### [Work order]
Could you copy every line of the data that contains the word "reads"?

### [Provided records]
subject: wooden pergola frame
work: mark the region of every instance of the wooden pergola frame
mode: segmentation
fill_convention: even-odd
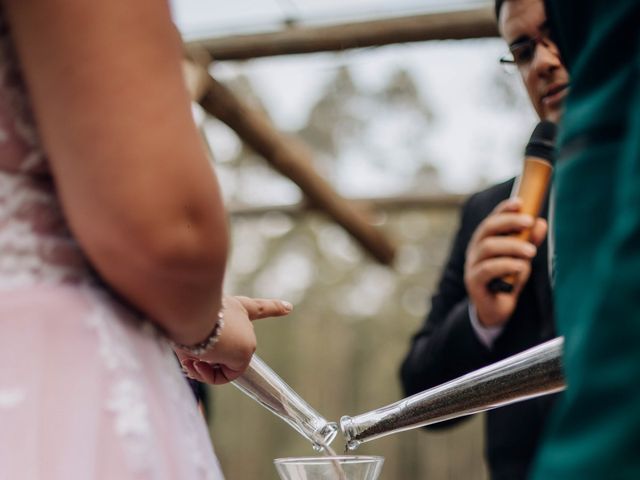
[[[218,61],[342,51],[394,43],[496,37],[492,8],[426,13],[329,26],[296,26],[279,32],[194,40]]]
[[[211,59],[248,58],[336,51],[373,45],[462,39],[498,34],[491,8],[390,18],[330,27],[295,27],[283,32],[190,42],[184,71],[192,99],[228,125],[239,138],[304,192],[309,204],[327,213],[380,263],[393,262],[395,248],[371,222],[361,203],[340,196],[312,164],[299,139],[279,132],[208,72]]]

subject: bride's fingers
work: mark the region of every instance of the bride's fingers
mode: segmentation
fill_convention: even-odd
[[[242,372],[236,372],[224,365],[211,365],[208,362],[194,363],[194,368],[198,371],[203,378],[203,382],[210,383],[211,385],[223,385],[229,383],[239,377]]]
[[[280,317],[293,310],[293,305],[283,300],[265,298],[235,297],[247,310],[250,320],[267,317]]]
[[[216,371],[213,366],[206,362],[195,361],[193,362],[193,367],[203,378],[203,381],[206,383],[214,384],[216,383]]]
[[[182,369],[184,370],[187,377],[191,378],[192,380],[206,382],[202,375],[200,375],[200,372],[195,369],[193,360],[186,360],[182,362]]]

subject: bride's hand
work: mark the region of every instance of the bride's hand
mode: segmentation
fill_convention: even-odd
[[[249,366],[256,350],[253,320],[283,316],[292,309],[290,303],[281,300],[240,296],[226,296],[224,305],[224,327],[218,343],[210,351],[195,356],[176,349],[190,378],[213,385],[236,379]]]

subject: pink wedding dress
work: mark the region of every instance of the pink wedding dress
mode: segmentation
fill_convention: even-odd
[[[0,11],[0,480],[102,479],[222,473],[170,348],[67,229]]]

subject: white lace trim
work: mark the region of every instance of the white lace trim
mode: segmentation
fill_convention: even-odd
[[[198,469],[203,479],[215,480],[219,478],[212,470],[211,452],[205,450],[202,442],[198,441],[199,436],[196,434],[198,430],[203,428],[203,419],[198,410],[193,408],[193,394],[186,385],[185,377],[178,368],[177,360],[168,345],[163,346],[163,359],[166,364],[163,375],[165,390],[169,392],[172,404],[176,411],[180,413],[180,426],[182,428],[180,438],[183,440],[184,451],[190,453],[191,463]],[[187,387],[187,388],[185,388]],[[184,408],[185,405],[191,408]]]
[[[98,336],[98,353],[112,377],[105,408],[114,416],[114,430],[123,441],[129,466],[135,472],[149,470],[153,467],[153,431],[140,364],[109,301],[96,292],[87,293],[97,305],[87,317],[87,326]]]
[[[15,134],[27,149],[19,165],[20,171],[46,170],[46,156],[33,120],[31,102],[26,94],[13,43],[2,15],[0,15],[0,86],[13,109]],[[7,136],[7,140],[10,138]]]
[[[0,289],[91,279],[66,227],[0,9]]]
[[[31,182],[25,175],[0,171],[0,289],[40,282],[61,284],[70,279],[88,281],[91,277],[84,256],[70,236],[60,231],[34,232],[38,220],[25,211],[40,209],[60,219],[61,225],[64,221],[53,194]],[[55,260],[57,252],[69,258],[54,264],[48,258]]]
[[[150,419],[150,408],[145,396],[144,372],[137,360],[129,333],[121,324],[113,302],[106,294],[92,289],[86,291],[93,297],[97,307],[87,318],[87,325],[98,335],[98,349],[105,368],[112,376],[112,383],[105,400],[105,408],[114,416],[114,429],[122,439],[127,461],[133,471],[147,473],[155,478],[155,433]],[[201,478],[219,478],[212,470],[214,457],[207,451],[207,442],[202,442],[198,431],[203,428],[193,395],[185,378],[180,373],[178,363],[167,343],[161,339],[157,329],[145,322],[138,333],[157,342],[160,349],[162,370],[161,391],[167,395],[172,414],[178,415],[174,440],[181,443],[179,448],[188,452],[189,461]],[[203,445],[204,443],[204,445]]]
[[[26,396],[22,388],[3,388],[0,390],[0,409],[15,408],[24,402]]]

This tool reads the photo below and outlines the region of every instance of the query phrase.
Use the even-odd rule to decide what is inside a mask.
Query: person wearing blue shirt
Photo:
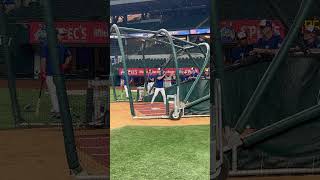
[[[152,88],[154,85],[154,81],[155,81],[155,76],[153,75],[152,69],[149,69],[147,81],[148,81],[147,92],[148,92],[148,94],[151,94]]]
[[[238,63],[242,59],[245,59],[250,55],[253,50],[253,45],[249,44],[247,34],[245,32],[239,32],[237,34],[238,45],[231,49],[230,61],[232,64]]]
[[[181,82],[188,81],[189,77],[190,77],[190,75],[188,74],[188,71],[187,70],[183,71],[183,73],[181,74],[181,77],[180,77]]]
[[[151,100],[151,104],[153,104],[155,98],[158,96],[159,92],[162,95],[163,103],[166,104],[166,91],[164,89],[164,77],[166,76],[166,73],[163,72],[162,69],[160,69],[160,72],[156,78],[155,82],[155,91]]]
[[[262,37],[258,40],[252,53],[275,54],[281,47],[282,38],[280,35],[274,33],[272,22],[262,20],[260,22],[260,32]]]
[[[69,68],[72,56],[71,52],[62,44],[62,38],[66,35],[63,31],[56,31],[57,33],[57,40],[58,40],[58,53],[59,53],[59,64],[61,68],[61,72],[63,73],[66,69]],[[53,73],[52,69],[52,59],[49,57],[49,48],[48,43],[43,42],[41,45],[41,62],[40,62],[40,78],[43,81],[46,81],[48,92],[51,98],[52,109],[51,113],[52,116],[55,118],[60,118],[60,110],[59,110],[59,103],[58,97],[56,93],[56,86],[53,81]]]
[[[190,72],[190,77],[189,77],[189,79],[196,79],[197,76],[198,76],[197,71],[195,70],[194,67],[192,67],[192,68],[191,68],[191,72]]]

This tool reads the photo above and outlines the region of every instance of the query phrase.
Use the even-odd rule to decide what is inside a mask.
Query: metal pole
[[[214,48],[211,54],[211,58],[214,57],[215,62],[216,62],[216,67],[215,71],[213,71],[213,63],[210,63],[210,70],[211,74],[214,72],[214,75],[211,75],[211,77],[214,77],[211,80],[211,93],[215,96],[217,96],[218,92],[216,92],[215,89],[215,81],[220,81],[221,86],[223,85],[223,77],[224,77],[224,63],[223,63],[223,51],[222,51],[222,44],[221,44],[221,34],[220,34],[220,28],[219,28],[219,7],[218,7],[218,0],[212,0],[211,1],[211,27],[210,27],[210,43],[211,47]],[[211,60],[210,62],[213,62]],[[222,88],[222,87],[221,87]],[[220,100],[223,102],[223,92],[220,92]],[[217,148],[216,148],[216,139],[218,138],[216,136],[217,132],[215,132],[215,126],[217,126],[217,121],[216,118],[214,117],[214,107],[215,104],[215,98],[211,97],[211,103],[210,103],[210,124],[211,124],[211,130],[210,130],[210,175],[216,174],[217,171],[219,171],[219,168],[221,168],[216,161],[216,156],[217,156]],[[222,104],[223,106],[223,104]],[[216,107],[218,108],[218,107]],[[223,107],[220,107],[223,110]],[[222,116],[222,114],[221,114]],[[222,117],[221,117],[222,118]],[[222,160],[222,159],[221,159]]]
[[[203,96],[203,97],[195,100],[195,101],[192,101],[191,103],[186,104],[186,105],[185,105],[185,108],[194,106],[194,105],[199,104],[199,103],[201,103],[201,102],[203,102],[203,101],[205,101],[205,100],[208,100],[208,99],[210,99],[210,93],[209,93],[208,95],[206,95],[206,96]]]
[[[173,60],[176,68],[176,83],[177,83],[177,102],[180,102],[180,78],[179,77],[179,64],[178,64],[178,58],[177,58],[177,52],[173,44],[172,36],[170,36],[169,32],[165,29],[160,29],[160,33],[164,33],[165,36],[168,38],[170,44],[171,44],[171,50],[173,54]]]
[[[267,176],[267,175],[298,175],[298,174],[319,174],[320,168],[287,168],[287,169],[257,169],[230,171],[230,176]]]
[[[145,63],[145,52],[144,52],[144,50],[145,50],[145,47],[146,47],[146,41],[144,41],[143,42],[143,44],[142,44],[142,61],[143,61],[143,64],[144,64],[144,66],[143,66],[143,77],[144,77],[144,92],[146,92],[147,90],[148,90],[148,78],[147,78],[147,70],[146,70],[146,63]]]
[[[196,85],[198,84],[199,80],[200,80],[200,75],[203,74],[204,70],[206,69],[207,64],[210,61],[210,46],[207,43],[201,43],[201,45],[205,46],[207,49],[207,53],[206,53],[206,59],[204,61],[204,64],[202,65],[202,68],[200,70],[199,76],[197,76],[196,80],[193,82],[190,90],[188,91],[186,97],[184,98],[183,102],[187,102],[191,93],[193,92],[194,88],[196,87]]]
[[[112,61],[110,62],[110,80],[111,80],[111,86],[112,86],[112,91],[113,91],[113,98],[115,101],[118,101],[118,97],[117,97],[117,91],[115,88],[115,83],[114,83],[114,73],[113,73],[113,65],[112,65]]]
[[[210,47],[209,47],[209,49],[210,49]],[[187,53],[187,55],[189,56],[189,58],[191,59],[191,61],[193,62],[193,64],[194,64],[195,66],[197,66],[197,68],[201,69],[200,65],[199,65],[199,64],[193,59],[193,57],[191,56],[189,50],[188,50],[188,49],[185,49],[184,51]],[[210,54],[209,54],[209,56],[210,56]],[[204,58],[206,58],[206,56],[205,56]]]
[[[288,16],[285,15],[281,9],[279,8],[279,6],[277,6],[277,4],[273,1],[273,0],[268,0],[267,1],[270,5],[270,10],[272,12],[274,12],[280,19],[281,23],[285,26],[285,29],[286,29],[286,33],[288,32],[289,28],[290,28],[290,23],[289,23],[289,20],[288,20]],[[298,36],[298,43],[299,43],[299,46],[300,48],[302,48],[302,50],[304,52],[306,52],[306,45],[302,39],[302,36],[301,36],[301,33],[299,33],[299,36]]]
[[[246,136],[243,143],[245,146],[253,145],[319,116],[320,105],[313,106]]]
[[[265,72],[264,76],[262,77],[261,81],[259,82],[256,90],[254,91],[253,95],[251,96],[246,108],[242,112],[235,129],[238,132],[242,132],[249,121],[249,117],[251,116],[253,110],[256,108],[259,100],[261,99],[262,95],[266,91],[267,86],[275,76],[277,70],[279,69],[280,65],[285,60],[287,56],[287,52],[294,41],[295,37],[297,36],[301,25],[303,24],[310,8],[313,3],[313,0],[304,0],[301,3],[300,10],[295,18],[295,21],[290,28],[290,31],[285,38],[283,45],[281,46],[279,52],[275,55],[273,61],[271,62],[269,68]]]
[[[49,45],[49,58],[53,70],[54,83],[57,89],[57,96],[59,101],[59,108],[61,112],[62,124],[63,124],[63,135],[65,151],[67,156],[67,161],[70,170],[74,174],[79,174],[82,172],[82,167],[80,166],[78,154],[76,150],[74,132],[72,125],[72,117],[70,114],[69,102],[67,91],[65,87],[64,76],[60,72],[60,62],[59,62],[59,52],[57,48],[57,35],[53,22],[53,12],[52,12],[52,1],[43,1],[44,9],[43,13],[45,15],[46,31],[48,37]]]
[[[118,28],[118,26],[116,24],[111,26],[111,30],[110,32],[112,33],[113,30],[116,32],[117,37],[118,37],[118,44],[119,44],[119,48],[120,48],[120,53],[122,56],[122,61],[123,61],[123,71],[124,71],[124,78],[127,81],[127,88],[128,88],[128,95],[129,95],[129,103],[130,103],[130,112],[132,116],[136,116],[136,113],[134,111],[134,106],[133,106],[133,99],[132,99],[132,93],[131,93],[131,88],[130,88],[130,81],[128,78],[128,68],[127,68],[127,60],[126,60],[126,55],[124,53],[124,47],[122,44],[122,37],[121,37],[121,33],[120,33],[120,28]]]
[[[18,98],[17,98],[17,88],[16,88],[16,77],[13,70],[12,58],[10,55],[10,38],[8,36],[8,17],[5,13],[4,4],[1,4],[0,10],[0,30],[1,30],[1,43],[3,52],[4,52],[4,60],[7,65],[8,71],[8,87],[10,92],[11,99],[11,109],[14,120],[14,126],[19,126],[19,123],[22,121],[21,112],[19,108]]]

### [Reply to the task]
This tool reads the photo below and outlines the region of every instance of the query phrase.
This tool reads the photo above and outlines the region of every instance of the query phrase.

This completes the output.